──────── DATA EXCERPTS ────────

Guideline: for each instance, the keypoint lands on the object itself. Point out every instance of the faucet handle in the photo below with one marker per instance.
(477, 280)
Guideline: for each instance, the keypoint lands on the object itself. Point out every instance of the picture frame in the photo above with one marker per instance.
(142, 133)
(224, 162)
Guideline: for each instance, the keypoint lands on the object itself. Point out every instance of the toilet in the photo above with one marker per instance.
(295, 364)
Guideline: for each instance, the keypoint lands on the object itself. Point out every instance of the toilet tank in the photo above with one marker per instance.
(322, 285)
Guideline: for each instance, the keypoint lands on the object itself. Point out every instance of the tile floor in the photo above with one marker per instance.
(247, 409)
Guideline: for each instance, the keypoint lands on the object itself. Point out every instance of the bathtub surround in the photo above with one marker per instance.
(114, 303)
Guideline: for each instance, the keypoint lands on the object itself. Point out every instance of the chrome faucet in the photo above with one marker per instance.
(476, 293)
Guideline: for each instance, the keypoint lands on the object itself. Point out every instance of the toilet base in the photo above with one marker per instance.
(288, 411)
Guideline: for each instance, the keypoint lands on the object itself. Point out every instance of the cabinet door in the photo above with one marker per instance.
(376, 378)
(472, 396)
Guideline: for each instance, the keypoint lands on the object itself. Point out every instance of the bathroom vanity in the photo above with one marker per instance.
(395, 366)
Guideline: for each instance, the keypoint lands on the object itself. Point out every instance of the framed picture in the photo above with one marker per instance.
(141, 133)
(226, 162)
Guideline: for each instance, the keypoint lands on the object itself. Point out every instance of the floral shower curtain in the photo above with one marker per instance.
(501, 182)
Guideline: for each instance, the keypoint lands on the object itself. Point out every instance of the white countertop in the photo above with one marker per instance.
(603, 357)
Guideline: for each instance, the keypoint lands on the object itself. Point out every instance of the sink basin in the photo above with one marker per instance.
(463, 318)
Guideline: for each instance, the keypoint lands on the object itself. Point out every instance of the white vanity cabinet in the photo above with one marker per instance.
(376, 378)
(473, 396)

────────

Please return every line of the listing exactly.

Guideline: for each instance, the keypoint lands on the object itself. Point out every instance of the faucet handle in the photo below with one marker per instance.
(477, 280)
Guideline: for each instance, the keypoint lands on the object itself. Point out every instance of the picture frame in the photo above with one marker per instance.
(142, 133)
(224, 162)
Guideline: for each instance, the keypoint lands on the object itself. Point out every instance of the toilet in the photo above with one marker per instance.
(295, 364)
Guideline: for each instance, the keypoint lands on the object itself. Point out every instance of the toilet tank in the photo above with one marker per instance.
(322, 285)
Guideline: for each instance, the keypoint lands on the object itself. Point out every instance of the tile floor in the photo above with one marker per instance.
(247, 409)
Guideline: for each instance, the keypoint lands on the object itself. Point out every instance of the bathtub surround in the photo above with one marker per instance.
(114, 303)
Guideline: for each instance, the keypoint lands on the object itself. Point out every instance of the chrome faucet in the photo above with one marker per instance.
(476, 293)
Guideline: for each instance, the keypoint lands on the object itself. Point out every instance of the toilet base in the photo above with one marker per instance.
(288, 411)
Guideline: for each instance, the keypoint lands on the object itself. Point out every instance of the cabinet door in the photo above with one marker per instance.
(376, 378)
(472, 396)
Guideline: for each instance, the keypoint lands on the object itself. Point out every instance of the bathroom vanity in the photo above with one marker per instance.
(395, 366)
Guideline: for each instance, the keypoint lands on the object itself. Point out every instance of the framed picture in the photo above with one marker per instance.
(141, 133)
(226, 162)
Guideline: for each instance, the keypoint lands on the object itself. Point out every instance of the floral shower curtain in the photo above with one marker per instance.
(501, 182)
Guideline: for each instance, the keypoint lands on the object itself. Point out every instance of the white countertop in the photo above with one marker per instance.
(603, 357)
Guideline: for each instance, the keypoint lands on the object itself. Point out every instance of the sink basin in the photo above with one marker per instance.
(463, 318)
Guideline: for each instance, the keypoint lands on the object itself. Point out every instance of the white vanity cabinet in the photo above with one marker per instance.
(376, 378)
(473, 396)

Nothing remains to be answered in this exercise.